GOAL:
Locate every line in the records below that contains the string "blue", and copy each one out. Letter case matters when matching.

Bounding-box records:
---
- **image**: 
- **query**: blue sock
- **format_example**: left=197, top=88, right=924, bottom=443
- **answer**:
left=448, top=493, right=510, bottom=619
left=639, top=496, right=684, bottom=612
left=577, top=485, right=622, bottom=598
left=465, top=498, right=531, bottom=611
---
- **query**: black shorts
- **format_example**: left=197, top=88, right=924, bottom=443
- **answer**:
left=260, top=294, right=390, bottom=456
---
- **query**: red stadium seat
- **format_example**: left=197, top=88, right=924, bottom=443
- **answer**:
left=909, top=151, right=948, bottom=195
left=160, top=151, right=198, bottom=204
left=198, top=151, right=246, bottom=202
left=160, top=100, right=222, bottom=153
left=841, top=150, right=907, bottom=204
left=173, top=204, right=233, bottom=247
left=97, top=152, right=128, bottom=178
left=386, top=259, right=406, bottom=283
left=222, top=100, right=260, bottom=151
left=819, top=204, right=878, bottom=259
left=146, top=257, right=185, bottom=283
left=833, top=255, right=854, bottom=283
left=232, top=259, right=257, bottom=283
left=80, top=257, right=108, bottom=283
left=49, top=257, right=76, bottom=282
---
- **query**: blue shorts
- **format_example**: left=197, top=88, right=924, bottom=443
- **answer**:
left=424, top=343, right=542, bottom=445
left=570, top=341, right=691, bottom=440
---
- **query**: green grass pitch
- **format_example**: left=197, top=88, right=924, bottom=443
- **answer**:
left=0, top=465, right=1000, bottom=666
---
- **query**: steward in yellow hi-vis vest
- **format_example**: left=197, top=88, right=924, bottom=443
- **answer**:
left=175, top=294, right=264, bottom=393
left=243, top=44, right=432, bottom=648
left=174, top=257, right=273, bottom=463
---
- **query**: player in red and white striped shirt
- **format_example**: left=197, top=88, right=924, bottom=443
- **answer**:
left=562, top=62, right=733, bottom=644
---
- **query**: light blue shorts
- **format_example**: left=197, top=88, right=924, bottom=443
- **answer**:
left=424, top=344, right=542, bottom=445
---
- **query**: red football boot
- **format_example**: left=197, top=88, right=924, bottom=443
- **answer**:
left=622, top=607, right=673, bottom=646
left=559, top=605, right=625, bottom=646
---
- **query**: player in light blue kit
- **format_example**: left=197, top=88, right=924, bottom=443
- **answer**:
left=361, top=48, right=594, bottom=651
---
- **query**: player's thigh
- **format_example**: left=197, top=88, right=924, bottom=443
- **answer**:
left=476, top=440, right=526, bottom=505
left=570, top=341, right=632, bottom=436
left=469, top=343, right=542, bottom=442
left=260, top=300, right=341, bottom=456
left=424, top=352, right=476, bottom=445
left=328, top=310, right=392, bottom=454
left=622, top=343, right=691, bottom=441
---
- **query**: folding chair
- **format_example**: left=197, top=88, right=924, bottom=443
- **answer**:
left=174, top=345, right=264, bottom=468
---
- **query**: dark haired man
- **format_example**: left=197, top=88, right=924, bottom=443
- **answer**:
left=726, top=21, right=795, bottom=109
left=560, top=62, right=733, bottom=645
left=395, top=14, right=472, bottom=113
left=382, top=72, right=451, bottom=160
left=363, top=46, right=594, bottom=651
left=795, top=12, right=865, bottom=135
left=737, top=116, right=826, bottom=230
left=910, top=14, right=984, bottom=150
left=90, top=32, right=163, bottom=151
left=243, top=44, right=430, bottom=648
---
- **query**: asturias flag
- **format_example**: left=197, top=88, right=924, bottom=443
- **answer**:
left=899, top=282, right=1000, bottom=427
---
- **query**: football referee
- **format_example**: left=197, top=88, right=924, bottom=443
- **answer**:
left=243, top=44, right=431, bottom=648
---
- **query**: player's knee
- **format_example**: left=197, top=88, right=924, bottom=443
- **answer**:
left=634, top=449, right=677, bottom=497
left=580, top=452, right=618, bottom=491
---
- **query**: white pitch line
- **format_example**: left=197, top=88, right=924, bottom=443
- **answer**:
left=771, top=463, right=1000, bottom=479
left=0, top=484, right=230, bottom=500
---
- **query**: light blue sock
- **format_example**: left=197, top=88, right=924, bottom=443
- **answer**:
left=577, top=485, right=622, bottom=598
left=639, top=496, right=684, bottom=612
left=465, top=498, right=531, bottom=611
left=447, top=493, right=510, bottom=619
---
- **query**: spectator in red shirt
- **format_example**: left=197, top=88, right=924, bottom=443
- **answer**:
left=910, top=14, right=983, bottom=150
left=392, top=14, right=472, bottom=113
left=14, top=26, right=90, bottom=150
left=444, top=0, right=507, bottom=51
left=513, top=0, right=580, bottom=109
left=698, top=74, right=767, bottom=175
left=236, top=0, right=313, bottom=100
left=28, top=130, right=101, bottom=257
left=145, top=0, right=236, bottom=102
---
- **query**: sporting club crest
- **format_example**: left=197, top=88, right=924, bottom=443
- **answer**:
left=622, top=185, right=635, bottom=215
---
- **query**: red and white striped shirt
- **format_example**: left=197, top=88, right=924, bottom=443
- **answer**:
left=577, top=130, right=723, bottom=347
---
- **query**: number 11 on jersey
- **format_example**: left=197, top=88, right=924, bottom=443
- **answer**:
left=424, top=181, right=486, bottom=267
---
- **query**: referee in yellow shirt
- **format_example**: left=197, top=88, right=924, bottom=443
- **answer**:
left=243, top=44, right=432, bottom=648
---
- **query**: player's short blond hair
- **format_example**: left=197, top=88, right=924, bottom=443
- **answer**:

RESULT:
- **query**: blue sock
- **query**: blue shorts
- **query**: light blue shorts
- **query**: player in light blue kit
- **query**: light blue sock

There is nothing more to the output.